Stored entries
Start of Block
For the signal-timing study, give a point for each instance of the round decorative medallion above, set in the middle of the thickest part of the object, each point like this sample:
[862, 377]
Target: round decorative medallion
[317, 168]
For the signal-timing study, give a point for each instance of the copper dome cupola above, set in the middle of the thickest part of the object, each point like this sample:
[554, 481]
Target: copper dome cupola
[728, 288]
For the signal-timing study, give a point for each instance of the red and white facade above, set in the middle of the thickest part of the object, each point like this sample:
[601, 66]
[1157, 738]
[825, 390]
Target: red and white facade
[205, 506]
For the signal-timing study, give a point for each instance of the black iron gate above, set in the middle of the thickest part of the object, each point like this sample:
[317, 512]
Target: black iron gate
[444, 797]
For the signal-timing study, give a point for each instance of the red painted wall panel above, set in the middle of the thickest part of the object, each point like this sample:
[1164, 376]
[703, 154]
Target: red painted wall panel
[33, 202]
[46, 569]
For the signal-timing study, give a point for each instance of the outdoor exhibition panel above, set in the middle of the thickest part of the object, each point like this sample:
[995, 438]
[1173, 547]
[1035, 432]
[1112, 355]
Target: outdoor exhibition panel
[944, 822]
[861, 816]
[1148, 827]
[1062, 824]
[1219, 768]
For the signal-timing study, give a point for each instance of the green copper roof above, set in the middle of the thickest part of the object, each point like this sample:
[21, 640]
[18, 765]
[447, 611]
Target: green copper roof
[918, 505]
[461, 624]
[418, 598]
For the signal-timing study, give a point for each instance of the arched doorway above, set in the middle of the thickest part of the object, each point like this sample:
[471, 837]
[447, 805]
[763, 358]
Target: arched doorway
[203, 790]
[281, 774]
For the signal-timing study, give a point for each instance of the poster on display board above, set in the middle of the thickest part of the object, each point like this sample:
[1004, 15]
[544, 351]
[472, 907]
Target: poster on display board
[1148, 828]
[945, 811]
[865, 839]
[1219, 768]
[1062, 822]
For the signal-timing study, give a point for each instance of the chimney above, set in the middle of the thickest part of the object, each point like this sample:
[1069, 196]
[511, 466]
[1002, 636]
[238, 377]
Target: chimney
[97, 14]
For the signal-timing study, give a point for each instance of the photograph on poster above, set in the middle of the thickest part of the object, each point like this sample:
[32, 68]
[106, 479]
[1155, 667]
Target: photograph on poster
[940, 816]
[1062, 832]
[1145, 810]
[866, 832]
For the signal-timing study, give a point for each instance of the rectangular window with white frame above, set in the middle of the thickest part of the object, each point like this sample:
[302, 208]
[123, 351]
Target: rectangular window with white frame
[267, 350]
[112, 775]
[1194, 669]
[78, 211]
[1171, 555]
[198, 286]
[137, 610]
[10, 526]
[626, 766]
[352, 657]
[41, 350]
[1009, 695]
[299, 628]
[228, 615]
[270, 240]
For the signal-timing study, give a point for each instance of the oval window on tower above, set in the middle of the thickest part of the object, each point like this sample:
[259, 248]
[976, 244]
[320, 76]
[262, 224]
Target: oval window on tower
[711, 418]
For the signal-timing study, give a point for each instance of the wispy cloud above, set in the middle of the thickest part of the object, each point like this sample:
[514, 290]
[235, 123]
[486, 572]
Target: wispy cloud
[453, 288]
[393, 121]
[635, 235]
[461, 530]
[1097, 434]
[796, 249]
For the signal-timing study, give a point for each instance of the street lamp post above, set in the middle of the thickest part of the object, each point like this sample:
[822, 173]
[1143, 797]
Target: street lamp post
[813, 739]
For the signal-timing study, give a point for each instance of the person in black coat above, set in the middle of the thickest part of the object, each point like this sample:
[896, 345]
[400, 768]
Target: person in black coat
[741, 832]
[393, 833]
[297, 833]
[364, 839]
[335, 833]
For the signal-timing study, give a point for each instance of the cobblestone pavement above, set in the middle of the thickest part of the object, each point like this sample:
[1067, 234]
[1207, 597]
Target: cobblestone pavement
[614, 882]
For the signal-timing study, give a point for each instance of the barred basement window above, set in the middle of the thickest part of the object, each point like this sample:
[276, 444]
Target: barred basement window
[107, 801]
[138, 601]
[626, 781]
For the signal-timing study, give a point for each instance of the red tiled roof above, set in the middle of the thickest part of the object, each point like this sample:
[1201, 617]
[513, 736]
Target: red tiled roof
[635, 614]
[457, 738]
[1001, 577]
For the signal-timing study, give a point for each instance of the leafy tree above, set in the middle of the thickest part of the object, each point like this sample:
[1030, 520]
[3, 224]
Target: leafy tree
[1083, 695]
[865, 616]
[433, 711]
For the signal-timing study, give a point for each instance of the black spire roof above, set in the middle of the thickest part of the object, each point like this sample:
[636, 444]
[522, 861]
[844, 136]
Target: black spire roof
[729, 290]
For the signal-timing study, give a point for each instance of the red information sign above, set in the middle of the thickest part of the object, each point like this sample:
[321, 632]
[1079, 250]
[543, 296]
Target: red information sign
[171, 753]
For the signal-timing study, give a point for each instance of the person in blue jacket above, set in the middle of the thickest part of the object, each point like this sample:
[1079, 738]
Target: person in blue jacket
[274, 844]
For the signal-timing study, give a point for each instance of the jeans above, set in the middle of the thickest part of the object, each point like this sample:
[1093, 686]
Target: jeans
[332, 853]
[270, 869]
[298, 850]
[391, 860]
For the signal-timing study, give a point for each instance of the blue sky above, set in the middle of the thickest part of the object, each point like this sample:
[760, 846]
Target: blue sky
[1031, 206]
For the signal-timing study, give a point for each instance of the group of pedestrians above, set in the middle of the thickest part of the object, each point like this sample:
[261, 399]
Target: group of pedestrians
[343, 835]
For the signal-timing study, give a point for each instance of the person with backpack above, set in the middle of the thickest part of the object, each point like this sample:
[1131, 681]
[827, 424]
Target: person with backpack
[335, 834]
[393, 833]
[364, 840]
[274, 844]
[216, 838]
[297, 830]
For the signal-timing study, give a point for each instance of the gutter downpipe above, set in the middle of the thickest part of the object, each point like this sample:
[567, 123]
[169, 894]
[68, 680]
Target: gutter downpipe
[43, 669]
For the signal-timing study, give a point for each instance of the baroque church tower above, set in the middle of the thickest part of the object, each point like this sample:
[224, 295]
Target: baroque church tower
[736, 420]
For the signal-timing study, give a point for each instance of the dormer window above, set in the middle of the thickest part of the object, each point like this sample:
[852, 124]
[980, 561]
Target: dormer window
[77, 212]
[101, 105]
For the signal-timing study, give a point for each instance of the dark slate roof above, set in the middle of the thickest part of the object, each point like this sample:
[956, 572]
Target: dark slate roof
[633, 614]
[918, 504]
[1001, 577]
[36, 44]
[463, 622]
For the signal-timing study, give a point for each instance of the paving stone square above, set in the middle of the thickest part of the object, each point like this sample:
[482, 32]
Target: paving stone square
End of Block
Every entry should be output again exactly as written.

_Output_
For the signal-timing study, give a point for each instance of the round decorative medallion above, set in the middle of the thickest part of the object, each point like this sample:
[862, 377]
Target: round decorative medallion
[317, 168]
For the signal-timing study, give a point for each instance of the copper dome cupola above, set in the middle of the thickest part of the object, each point like this sample:
[554, 481]
Target: copper dome cupola
[728, 288]
For the signal-timing study, give a point for each instance of the red and white facade above, set in the middle of the thickest part of the object, each point like this sample:
[601, 66]
[1157, 738]
[825, 390]
Target: red and white facade
[205, 506]
For the signal-timing study, give a point for each instance of the black iron gate above, set in the middle of the thickest part of the object, each point like this sample:
[317, 512]
Target: black iron gate
[444, 797]
For the signal-timing study, give a point for each instance of the red painted wall panel above, set in the middle of the thickest part of the object, each point like this sample:
[1164, 376]
[703, 154]
Target: red painted wall panel
[33, 202]
[46, 569]
For the signal-timing study, give a point for each instance of the outdoor exhibition panel above, set in the middle of the thickest part of the object, each point like this sample:
[995, 438]
[1173, 547]
[1035, 432]
[1112, 355]
Target: outdoor exhibition panel
[944, 822]
[861, 816]
[1148, 827]
[1062, 824]
[1219, 768]
For the signal-timing study, give a point for each instance of the green copper roof above, set in the middle of the thickest part of the object, each point like this sample:
[21, 640]
[18, 765]
[447, 611]
Target: green copper roof
[918, 505]
[461, 624]
[418, 598]
For the signal-timing study, give a point for each instance of the arched doorway above, set in the middle of the thickest part of the object, each point like this sample:
[471, 837]
[447, 805]
[763, 358]
Target: arched doorway
[203, 790]
[281, 774]
For the signal-timing study, give a point for each instance of the poster on display board above, set in the middle of the thickest part of the object, each point like this sample:
[1004, 15]
[544, 351]
[472, 907]
Target: poster on display board
[1148, 828]
[945, 811]
[865, 839]
[1219, 768]
[1062, 822]
For the signal-timing study, give a point for each instance of the chimney above, set in the middle of the thickest part of the object, each point like this sample:
[1069, 196]
[511, 466]
[1002, 636]
[238, 377]
Target: chimney
[97, 14]
For the signal-timing study, give a point for each instance of the photograph on poster above, set in the middle of the thickest part of the object, each point like this sample:
[32, 68]
[106, 479]
[1155, 667]
Target: photograph on poster
[940, 816]
[1062, 832]
[1145, 810]
[866, 832]
For the signal-timing study, give a point for each instance of the rectangular window with white frame above, set in the middle of the thickest part of the object, each point like this sample:
[302, 208]
[123, 351]
Target: rectangular window with white frame
[267, 350]
[112, 775]
[1194, 669]
[78, 211]
[1171, 555]
[198, 286]
[137, 610]
[10, 526]
[626, 766]
[352, 657]
[41, 350]
[1009, 695]
[299, 628]
[228, 615]
[270, 240]
For the signal-timing study, give a point for each instance of the oval window on tower above, set in the middle of the thickest part of the object, each point like this sample:
[259, 248]
[976, 244]
[320, 76]
[262, 224]
Target: oval window on tower
[711, 418]
For the signal-timing study, give a point for each instance of the wispy cloud above, set in the middle of the thickest part of the object, each point like this sample:
[514, 290]
[235, 123]
[486, 572]
Target: wispy cloud
[453, 288]
[393, 121]
[635, 235]
[461, 530]
[1097, 434]
[796, 249]
For the signal-timing study, give a point for each instance of the street lamp post above, set in the middle of the thickest part of the object, each point like this sample:
[822, 173]
[1143, 797]
Target: street lamp post
[813, 739]
For the signal-timing study, give a point for each instance of the person in black coat above, set in the middle of the thickest part of the object, each point like this sample:
[896, 345]
[400, 768]
Target: person in black coat
[741, 832]
[393, 833]
[297, 833]
[364, 839]
[335, 833]
For the signal-timing study, give a point for each instance of the cobblestone pavement above, set in the middle of the thickest part of the object, each point like this sample:
[1067, 234]
[1207, 597]
Target: cobblestone pavement
[614, 882]
For the signal-timing study, give a point for each instance of the barred basement window above, set in the middle of the thickest part of the object, each point like this sample:
[276, 444]
Target: barred basement window
[107, 801]
[138, 601]
[626, 781]
For the signal-timing study, give a point for each instance of the red tiled roof above, set in the middle of the thickest part of the object, each point like this sample:
[1201, 617]
[513, 736]
Target: red tiled roof
[635, 614]
[457, 738]
[1001, 577]
For the signal-timing study, give a point for each instance of the leafy tree above, set in the middle of the thickest part of the object, each point like this sample:
[1030, 520]
[3, 224]
Target: leafy tree
[1083, 695]
[865, 616]
[433, 711]
For the signal-timing study, give a point for each instance of the black spire roof above, set in the middle of the thickest part of the object, each point like this sample:
[636, 444]
[522, 861]
[844, 136]
Target: black spire roof
[729, 290]
For the signal-timing study, give a point for each instance of the red information sign above, set in the middle of the thickest part of the object, each point like this sample:
[321, 632]
[1079, 250]
[543, 296]
Target: red information sign
[171, 753]
For the signal-timing study, give a point for each instance of the person in blue jacket above, set in the middle of the thickest part of the object, each point like this sample:
[1079, 738]
Target: person in blue jacket
[274, 844]
For the signal-timing study, give a point for each instance of the jeans above, set in the middle of the thickest part of the object, each point like this sample:
[1093, 686]
Target: jeans
[332, 853]
[270, 869]
[298, 850]
[391, 860]
For the signal-timing study, give a point for each instance of the blue sky above, set in the middle of the thickest part of the object, each point like this sample:
[760, 846]
Target: blue sky
[1031, 206]
For the signal-timing study, give a point for each instance of the group of pedestrians above, set in the middle of the thickest part of the object, each point like this sample:
[261, 399]
Target: group of pedestrians
[343, 835]
For the signal-timing study, give a point for each instance of the person with backpack above, set in the middle of the thickest part of the object, each point like this sample:
[1131, 681]
[827, 424]
Target: person with backpack
[335, 834]
[393, 833]
[364, 840]
[274, 844]
[216, 838]
[297, 830]
For the signal-timing study, give a point for each instance of the gutter downpipe above, set in the middle of the thickest part of the object, each point like this sample:
[567, 123]
[169, 894]
[68, 680]
Target: gutter downpipe
[43, 669]
For the signal-timing study, give a point for each instance of the baroque church tower above, set in the middle of the thickest part of the object, each point like this sample:
[224, 295]
Target: baroque church tower
[736, 420]
For the signal-timing study, give a point for each instance of the dormer window above, set in the middle of the thickest part of the object, each point like this sample:
[852, 124]
[980, 561]
Target: dormer window
[77, 212]
[101, 105]
For the signal-timing study, give a point for each instance of the dark slate roof above, set in the middle of the thickest part of the object, each point like this sample:
[956, 572]
Target: dark slate roof
[633, 614]
[918, 504]
[1001, 577]
[36, 44]
[463, 622]
For the signal-timing study, give a point for each instance of the paving stone square above, set in the middle of the thickest part of the object, each point like this sample:
[482, 32]
Target: paving stone square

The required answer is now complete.